Aim of the exercise:
Resume the biographical text on hymnwriter Thomas Obadiah Chisholm, continuing after its last sentence about his life insurance work in Winona Lake and Vineland, New Jersey.

Source excerpt:
[START]
Thomas Obadiah Chisholm (1866–1960) was an American hymnwriter, poet, and Methodist minister.

Chisholm was born on July 29, 1866, in a log cabin near Franklin, Kentucky. He became a teacher at the age of 16. Circa 1893, aged 27, Chisholm had a Christian conversion experience during a revival in Franklin led by Henry Clay Morrison. Following his ordination in 1903, served as a minister in the Methodist Episcopal Church, South, for one year before resigning due to poor health. After 1909 Chisholm began working as a life insurance agent in Winona Lake and later in Vineland, New Jersey.
[END]
Dataset entries:
[START]
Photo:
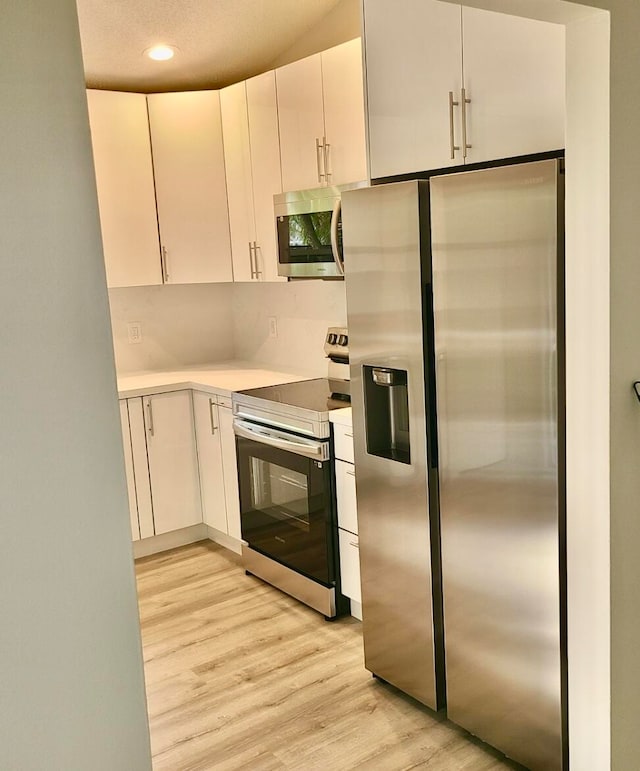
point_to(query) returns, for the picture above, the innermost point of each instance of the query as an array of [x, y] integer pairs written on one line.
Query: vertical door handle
[[213, 425], [326, 156], [253, 272], [258, 272], [163, 261], [319, 160], [452, 140], [150, 418], [464, 101]]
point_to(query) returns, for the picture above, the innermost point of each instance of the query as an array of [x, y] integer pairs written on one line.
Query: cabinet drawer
[[346, 496], [343, 442], [350, 565]]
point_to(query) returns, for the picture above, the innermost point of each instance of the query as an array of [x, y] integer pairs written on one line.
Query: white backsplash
[[303, 310], [182, 325]]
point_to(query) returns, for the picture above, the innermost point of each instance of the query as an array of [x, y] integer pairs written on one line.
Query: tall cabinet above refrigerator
[[456, 324]]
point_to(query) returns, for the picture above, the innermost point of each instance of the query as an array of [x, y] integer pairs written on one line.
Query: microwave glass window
[[305, 237], [280, 492]]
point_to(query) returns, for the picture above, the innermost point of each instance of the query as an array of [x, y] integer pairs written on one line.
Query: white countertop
[[341, 416], [220, 378]]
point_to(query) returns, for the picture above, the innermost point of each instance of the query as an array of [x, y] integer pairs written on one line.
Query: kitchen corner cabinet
[[513, 79], [321, 118], [124, 180], [188, 160], [217, 463], [252, 164], [173, 464]]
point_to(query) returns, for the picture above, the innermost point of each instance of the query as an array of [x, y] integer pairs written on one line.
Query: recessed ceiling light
[[161, 53]]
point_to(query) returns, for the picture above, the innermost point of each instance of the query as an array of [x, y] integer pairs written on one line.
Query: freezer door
[[496, 268], [383, 236]]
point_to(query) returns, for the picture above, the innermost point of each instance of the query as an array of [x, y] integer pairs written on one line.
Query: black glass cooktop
[[307, 394]]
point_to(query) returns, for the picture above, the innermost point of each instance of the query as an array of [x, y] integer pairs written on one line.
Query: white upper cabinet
[[301, 121], [237, 156], [321, 119], [514, 75], [173, 464], [426, 111], [188, 158], [343, 92], [264, 141], [124, 179], [252, 161]]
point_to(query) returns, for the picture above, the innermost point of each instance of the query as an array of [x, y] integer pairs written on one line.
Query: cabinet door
[[128, 467], [301, 122], [230, 469], [350, 565], [265, 163], [346, 153], [188, 160], [346, 496], [514, 76], [414, 59], [124, 180], [173, 464], [214, 510], [141, 467], [237, 158]]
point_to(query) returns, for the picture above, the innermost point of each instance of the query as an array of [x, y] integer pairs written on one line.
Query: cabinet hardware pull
[[213, 425], [318, 158], [257, 272], [464, 102], [452, 140], [164, 263], [150, 416], [327, 156], [253, 272]]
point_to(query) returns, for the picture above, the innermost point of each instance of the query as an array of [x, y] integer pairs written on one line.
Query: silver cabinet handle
[[213, 425], [257, 272], [452, 140], [464, 102], [253, 271], [150, 418], [326, 155], [319, 158], [163, 261]]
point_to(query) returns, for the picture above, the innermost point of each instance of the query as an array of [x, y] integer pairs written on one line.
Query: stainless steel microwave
[[309, 231]]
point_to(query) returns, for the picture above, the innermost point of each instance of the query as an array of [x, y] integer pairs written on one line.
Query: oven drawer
[[343, 442]]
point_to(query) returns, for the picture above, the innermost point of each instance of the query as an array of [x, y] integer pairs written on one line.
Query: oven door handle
[[263, 435]]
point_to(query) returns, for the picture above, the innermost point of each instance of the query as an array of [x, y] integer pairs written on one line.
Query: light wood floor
[[241, 676]]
[END]
Task answer:
Chisholm wrote over 1,200 sacred poems over his lifetime, many of which appeared in various Christian periodicals, and he served as an editor of The Pentecostal Herald in Louisville for a period. In 1923, Chisholm wrote the poem "Great Is Thy Faithfulness" which he submitted to William M. Runyan who was affiliated with the Moody Bible Institute and Runyan set the song to music. He also wrote the lyrics "Living for Jesus", composed by C. Harold Lowden. Towards the end of his life, Chisholm retired to the Methodist Home for the Aged in Ocean Grove, New Jersey. He died on February 29, 1960, in Ocean Grove.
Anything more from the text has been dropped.